» TASK STATEMENT
Look through the entries for the string "gets" and copy every line where it shows up.

[Stored records]
____________________

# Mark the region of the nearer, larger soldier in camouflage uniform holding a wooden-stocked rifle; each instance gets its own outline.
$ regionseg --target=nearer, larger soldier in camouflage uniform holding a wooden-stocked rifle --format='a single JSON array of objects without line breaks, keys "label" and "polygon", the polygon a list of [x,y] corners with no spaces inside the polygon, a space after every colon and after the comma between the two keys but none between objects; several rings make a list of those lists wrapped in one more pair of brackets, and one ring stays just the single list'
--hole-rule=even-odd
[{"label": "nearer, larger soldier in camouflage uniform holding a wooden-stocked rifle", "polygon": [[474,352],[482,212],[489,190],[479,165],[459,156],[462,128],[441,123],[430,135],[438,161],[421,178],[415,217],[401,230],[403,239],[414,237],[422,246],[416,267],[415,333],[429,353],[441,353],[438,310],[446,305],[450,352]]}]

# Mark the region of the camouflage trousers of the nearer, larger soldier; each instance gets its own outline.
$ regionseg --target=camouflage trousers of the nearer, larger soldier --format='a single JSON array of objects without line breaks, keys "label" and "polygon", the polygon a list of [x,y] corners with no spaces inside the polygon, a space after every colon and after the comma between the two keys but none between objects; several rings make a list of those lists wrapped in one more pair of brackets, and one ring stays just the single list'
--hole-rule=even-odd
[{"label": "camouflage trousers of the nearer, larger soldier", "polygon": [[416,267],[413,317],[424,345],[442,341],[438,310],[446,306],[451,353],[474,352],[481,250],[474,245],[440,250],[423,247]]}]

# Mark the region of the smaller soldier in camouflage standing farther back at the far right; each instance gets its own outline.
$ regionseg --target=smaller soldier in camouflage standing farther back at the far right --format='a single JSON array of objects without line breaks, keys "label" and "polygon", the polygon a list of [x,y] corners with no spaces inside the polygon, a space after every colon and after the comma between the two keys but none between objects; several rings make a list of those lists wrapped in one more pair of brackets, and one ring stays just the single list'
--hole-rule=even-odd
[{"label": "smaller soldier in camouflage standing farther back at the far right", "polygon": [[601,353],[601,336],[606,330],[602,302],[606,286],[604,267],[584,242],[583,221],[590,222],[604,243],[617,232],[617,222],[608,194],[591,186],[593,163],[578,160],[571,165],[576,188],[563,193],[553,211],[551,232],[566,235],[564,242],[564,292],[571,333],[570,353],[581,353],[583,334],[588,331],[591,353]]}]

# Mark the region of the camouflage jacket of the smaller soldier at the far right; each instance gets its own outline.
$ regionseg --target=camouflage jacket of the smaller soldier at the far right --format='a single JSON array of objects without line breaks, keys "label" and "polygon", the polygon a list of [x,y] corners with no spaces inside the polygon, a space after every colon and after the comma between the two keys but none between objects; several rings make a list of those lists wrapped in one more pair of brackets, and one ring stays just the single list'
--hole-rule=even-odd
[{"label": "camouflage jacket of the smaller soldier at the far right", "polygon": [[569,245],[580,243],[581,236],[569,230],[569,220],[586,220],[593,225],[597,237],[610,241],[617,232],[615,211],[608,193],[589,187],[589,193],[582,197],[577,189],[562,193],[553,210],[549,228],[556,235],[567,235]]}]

____________________

» TASK RESPONSE
# Mark the region of the nearer, larger soldier in camouflage uniform holding a wooden-stocked rifle; each instance gets its own outline.
# Mark the region of the camouflage trousers of the nearer, larger soldier; each instance gets its own outline.
# Mark the region of the smaller soldier in camouflage standing farther back at the far right; each instance gets its own outline.
# Mark the region of the camouflage jacket of the smaller soldier at the far right; each instance gets its own outline.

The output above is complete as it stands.